*** Records to process ***

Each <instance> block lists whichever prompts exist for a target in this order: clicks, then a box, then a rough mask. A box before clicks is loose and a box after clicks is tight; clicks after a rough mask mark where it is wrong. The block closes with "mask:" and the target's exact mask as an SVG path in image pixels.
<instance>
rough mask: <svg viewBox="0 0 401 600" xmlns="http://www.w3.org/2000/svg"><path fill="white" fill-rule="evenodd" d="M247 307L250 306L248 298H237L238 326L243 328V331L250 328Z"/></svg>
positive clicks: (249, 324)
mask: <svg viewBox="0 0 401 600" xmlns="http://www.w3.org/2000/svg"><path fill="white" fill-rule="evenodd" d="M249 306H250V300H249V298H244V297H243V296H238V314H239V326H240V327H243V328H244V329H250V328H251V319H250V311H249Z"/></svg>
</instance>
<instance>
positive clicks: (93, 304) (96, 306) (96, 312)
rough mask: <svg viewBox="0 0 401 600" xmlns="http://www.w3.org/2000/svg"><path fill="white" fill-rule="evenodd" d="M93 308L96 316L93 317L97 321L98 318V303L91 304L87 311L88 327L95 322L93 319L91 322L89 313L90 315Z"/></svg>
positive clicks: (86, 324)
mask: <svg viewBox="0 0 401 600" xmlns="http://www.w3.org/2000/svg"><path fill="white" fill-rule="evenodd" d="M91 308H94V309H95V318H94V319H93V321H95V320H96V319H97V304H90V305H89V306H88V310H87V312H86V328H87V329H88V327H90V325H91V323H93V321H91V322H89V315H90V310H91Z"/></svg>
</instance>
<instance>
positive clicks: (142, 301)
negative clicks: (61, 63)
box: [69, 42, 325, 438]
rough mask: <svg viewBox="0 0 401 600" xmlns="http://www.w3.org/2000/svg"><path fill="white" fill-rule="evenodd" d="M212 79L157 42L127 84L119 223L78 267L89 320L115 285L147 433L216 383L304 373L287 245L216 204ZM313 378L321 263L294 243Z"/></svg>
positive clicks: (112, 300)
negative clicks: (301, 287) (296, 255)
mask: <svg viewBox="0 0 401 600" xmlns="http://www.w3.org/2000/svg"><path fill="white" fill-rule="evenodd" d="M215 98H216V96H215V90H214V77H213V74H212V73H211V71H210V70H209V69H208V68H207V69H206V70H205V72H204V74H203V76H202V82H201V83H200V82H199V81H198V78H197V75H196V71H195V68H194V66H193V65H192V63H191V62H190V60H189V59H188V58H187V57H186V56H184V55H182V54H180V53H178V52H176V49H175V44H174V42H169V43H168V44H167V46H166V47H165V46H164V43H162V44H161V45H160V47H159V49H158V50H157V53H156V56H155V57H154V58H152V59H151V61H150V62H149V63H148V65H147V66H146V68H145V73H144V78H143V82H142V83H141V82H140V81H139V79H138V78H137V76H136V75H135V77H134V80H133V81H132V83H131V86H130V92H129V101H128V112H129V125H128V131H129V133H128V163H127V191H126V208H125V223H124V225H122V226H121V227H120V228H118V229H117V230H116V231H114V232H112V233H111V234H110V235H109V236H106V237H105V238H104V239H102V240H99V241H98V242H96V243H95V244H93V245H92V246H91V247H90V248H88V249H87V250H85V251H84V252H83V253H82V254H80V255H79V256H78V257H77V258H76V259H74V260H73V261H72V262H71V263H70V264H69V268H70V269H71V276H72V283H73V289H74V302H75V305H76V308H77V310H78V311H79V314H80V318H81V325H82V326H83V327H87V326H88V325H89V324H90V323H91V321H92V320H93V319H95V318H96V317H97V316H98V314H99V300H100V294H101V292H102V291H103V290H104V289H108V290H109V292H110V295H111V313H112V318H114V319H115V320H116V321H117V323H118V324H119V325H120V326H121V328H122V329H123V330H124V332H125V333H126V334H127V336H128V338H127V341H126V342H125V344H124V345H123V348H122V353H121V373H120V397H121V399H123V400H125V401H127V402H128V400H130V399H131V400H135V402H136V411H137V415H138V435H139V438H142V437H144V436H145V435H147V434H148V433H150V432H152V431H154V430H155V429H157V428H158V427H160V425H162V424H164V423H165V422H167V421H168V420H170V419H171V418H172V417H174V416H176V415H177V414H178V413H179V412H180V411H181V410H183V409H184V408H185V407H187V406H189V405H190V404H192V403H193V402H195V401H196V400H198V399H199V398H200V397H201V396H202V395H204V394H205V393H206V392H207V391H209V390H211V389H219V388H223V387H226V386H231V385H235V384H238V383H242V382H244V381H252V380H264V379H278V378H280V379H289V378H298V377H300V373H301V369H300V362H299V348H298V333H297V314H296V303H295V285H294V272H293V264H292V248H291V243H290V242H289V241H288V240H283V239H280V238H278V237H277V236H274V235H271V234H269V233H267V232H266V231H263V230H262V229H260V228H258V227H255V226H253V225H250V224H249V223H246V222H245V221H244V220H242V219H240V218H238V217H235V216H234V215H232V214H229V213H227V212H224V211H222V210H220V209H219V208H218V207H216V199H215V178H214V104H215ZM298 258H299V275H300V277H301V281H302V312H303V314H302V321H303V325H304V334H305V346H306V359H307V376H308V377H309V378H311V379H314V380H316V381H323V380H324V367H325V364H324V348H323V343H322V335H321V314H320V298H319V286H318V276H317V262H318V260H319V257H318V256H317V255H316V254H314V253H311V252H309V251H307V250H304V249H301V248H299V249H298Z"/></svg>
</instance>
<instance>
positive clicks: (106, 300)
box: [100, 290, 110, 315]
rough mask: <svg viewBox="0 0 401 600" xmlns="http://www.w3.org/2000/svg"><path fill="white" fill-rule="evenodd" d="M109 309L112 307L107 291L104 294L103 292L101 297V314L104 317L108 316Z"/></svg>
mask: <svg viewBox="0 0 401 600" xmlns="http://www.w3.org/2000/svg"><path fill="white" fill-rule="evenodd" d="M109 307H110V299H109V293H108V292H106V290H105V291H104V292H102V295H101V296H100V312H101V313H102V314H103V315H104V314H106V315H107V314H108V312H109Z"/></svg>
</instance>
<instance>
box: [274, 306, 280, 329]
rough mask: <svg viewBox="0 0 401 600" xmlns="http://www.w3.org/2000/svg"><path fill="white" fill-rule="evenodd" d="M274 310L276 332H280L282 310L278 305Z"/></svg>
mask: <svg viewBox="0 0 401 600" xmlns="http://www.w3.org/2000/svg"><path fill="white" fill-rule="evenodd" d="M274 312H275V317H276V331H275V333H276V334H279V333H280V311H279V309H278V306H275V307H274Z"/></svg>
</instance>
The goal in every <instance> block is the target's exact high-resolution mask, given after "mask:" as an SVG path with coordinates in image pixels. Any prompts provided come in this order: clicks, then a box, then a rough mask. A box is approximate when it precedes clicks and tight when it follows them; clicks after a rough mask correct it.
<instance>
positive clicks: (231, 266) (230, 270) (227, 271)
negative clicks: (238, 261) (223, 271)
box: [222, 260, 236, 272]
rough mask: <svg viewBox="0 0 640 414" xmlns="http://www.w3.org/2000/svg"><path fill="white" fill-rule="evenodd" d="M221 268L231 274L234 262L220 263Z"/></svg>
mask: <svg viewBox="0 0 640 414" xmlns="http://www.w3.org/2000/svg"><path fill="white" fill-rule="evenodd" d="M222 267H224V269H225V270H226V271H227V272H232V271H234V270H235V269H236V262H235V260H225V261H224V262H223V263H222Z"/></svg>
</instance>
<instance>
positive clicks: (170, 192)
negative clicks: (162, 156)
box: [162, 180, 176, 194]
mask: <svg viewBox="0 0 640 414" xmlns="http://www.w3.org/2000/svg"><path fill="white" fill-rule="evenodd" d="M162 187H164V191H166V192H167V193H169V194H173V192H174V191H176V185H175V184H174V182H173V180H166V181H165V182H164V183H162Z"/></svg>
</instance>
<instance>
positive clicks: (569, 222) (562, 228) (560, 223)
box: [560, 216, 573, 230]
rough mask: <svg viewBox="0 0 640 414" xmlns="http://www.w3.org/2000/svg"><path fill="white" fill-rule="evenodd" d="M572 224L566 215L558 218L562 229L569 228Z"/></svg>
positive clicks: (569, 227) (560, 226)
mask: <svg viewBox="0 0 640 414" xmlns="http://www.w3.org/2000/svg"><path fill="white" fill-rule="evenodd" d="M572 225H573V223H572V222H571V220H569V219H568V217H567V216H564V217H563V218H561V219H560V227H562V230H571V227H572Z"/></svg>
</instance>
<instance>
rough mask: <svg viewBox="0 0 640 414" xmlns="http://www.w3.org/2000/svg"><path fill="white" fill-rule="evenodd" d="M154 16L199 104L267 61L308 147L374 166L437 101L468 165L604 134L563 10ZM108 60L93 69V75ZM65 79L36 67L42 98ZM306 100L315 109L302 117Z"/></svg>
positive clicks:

*** End of Records to process ***

_Exercise instructions_
Retype the listing from its first line onward, stopping after the line that contains "positive clicks: (112, 300)" has been retyped in full.

_Task output_
Each <instance> block lists whichever prompts exist for a target in this order: clicks, then a box, then a rough mask. A box before clicks is loose and a box after clicks is tight; clicks after a rough mask mark where it is wrong. The block closes with "mask:" and the target's exact mask as an SVG path in image pixels.
<instance>
rough mask: <svg viewBox="0 0 401 600" xmlns="http://www.w3.org/2000/svg"><path fill="white" fill-rule="evenodd" d="M247 307L250 306L248 298H237L238 326L243 328V331L250 328Z"/></svg>
positive clicks: (249, 324)
mask: <svg viewBox="0 0 401 600" xmlns="http://www.w3.org/2000/svg"><path fill="white" fill-rule="evenodd" d="M249 306H250V300H249V298H244V297H243V296H238V314H239V326H240V327H243V328H244V329H250V328H251V319H250V311H249Z"/></svg>
</instance>
<instance>
positive clicks: (93, 304) (96, 306) (96, 312)
rough mask: <svg viewBox="0 0 401 600" xmlns="http://www.w3.org/2000/svg"><path fill="white" fill-rule="evenodd" d="M93 308L96 316L93 317L97 321L98 318V303L91 304L87 311L88 327L95 322L93 319L91 322L89 313L90 315Z"/></svg>
positive clicks: (86, 324)
mask: <svg viewBox="0 0 401 600" xmlns="http://www.w3.org/2000/svg"><path fill="white" fill-rule="evenodd" d="M91 308H94V309H95V318H94V319H93V321H95V320H96V319H97V304H90V305H89V306H88V310H87V312H86V328H87V329H88V327H90V325H91V323H93V321H91V322H89V315H90V310H91Z"/></svg>
</instance>
<instance>
positive clicks: (142, 301)
negative clicks: (61, 63)
box: [69, 42, 325, 438]
rough mask: <svg viewBox="0 0 401 600" xmlns="http://www.w3.org/2000/svg"><path fill="white" fill-rule="evenodd" d="M212 79L157 42L127 84L119 223L78 267L89 320L115 285L147 433L216 383L304 373L287 245L216 204ZM313 378L321 263L294 243Z"/></svg>
positive clicks: (112, 300)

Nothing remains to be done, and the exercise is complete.